(Items excerpted from a collection)
▬▬▬▬▬▬

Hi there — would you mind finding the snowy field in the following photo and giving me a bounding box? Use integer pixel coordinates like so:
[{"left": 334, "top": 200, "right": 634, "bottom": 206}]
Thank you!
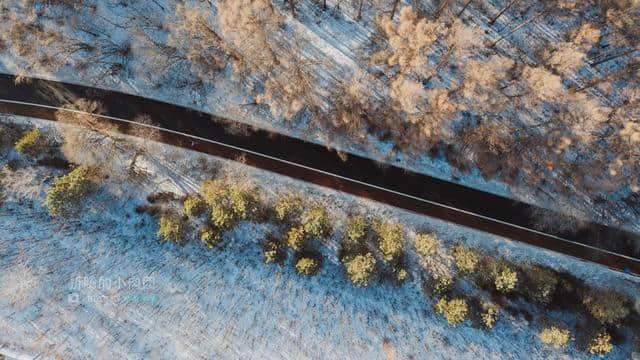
[{"left": 0, "top": 118, "right": 640, "bottom": 359}]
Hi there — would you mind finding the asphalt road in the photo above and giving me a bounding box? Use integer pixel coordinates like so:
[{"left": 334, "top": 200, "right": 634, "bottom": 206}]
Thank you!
[{"left": 0, "top": 74, "right": 640, "bottom": 275}]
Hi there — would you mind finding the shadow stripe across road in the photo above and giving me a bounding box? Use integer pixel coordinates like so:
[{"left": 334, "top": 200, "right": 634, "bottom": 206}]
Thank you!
[{"left": 0, "top": 75, "right": 640, "bottom": 275}]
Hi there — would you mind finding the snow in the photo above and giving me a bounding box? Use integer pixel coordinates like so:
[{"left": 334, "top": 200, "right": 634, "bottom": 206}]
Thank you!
[
  {"left": 0, "top": 117, "right": 640, "bottom": 359},
  {"left": 0, "top": 0, "right": 640, "bottom": 231}
]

▬▬▬▬▬▬

What to produce
Convert every line of the items above into a JSON list of strings, one string per line, with blank lines skipped and the pictures left out.

The reply
[
  "Hi there — would you mind finding the snowy field in the following photo and giving me a bounding box? Use integer pixel coordinates like so:",
  "[{\"left\": 334, \"top\": 200, \"right\": 634, \"bottom\": 206}]",
  "Thank you!",
  "[{\"left\": 0, \"top\": 118, \"right\": 640, \"bottom\": 359}]",
  "Hi there — would you mind finding the asphalt road in the photo above and giving me a bounding box? Use integer pixel coordinates like so:",
  "[{\"left\": 334, \"top\": 200, \"right\": 634, \"bottom\": 206}]",
  "Thank you!",
  "[{\"left\": 0, \"top\": 74, \"right\": 640, \"bottom\": 275}]",
  "Hi there — would you mind finding the shadow stripe across road in the photo above and giving me a bounding box? Use integer pixel coordinates like so:",
  "[{\"left\": 334, \"top\": 200, \"right\": 634, \"bottom\": 206}]",
  "Thank you!",
  "[{\"left\": 0, \"top\": 75, \"right\": 640, \"bottom\": 275}]",
  "Hi there — would you mind finding the snow in the photo above and giving me a bounding box? Use integer pixel coordinates like so:",
  "[{\"left\": 334, \"top\": 200, \"right\": 634, \"bottom\": 206}]",
  "Thank you!",
  "[",
  "  {\"left\": 0, \"top\": 117, \"right\": 640, \"bottom\": 359},",
  "  {\"left\": 0, \"top\": 0, \"right\": 640, \"bottom\": 231}",
  "]"
]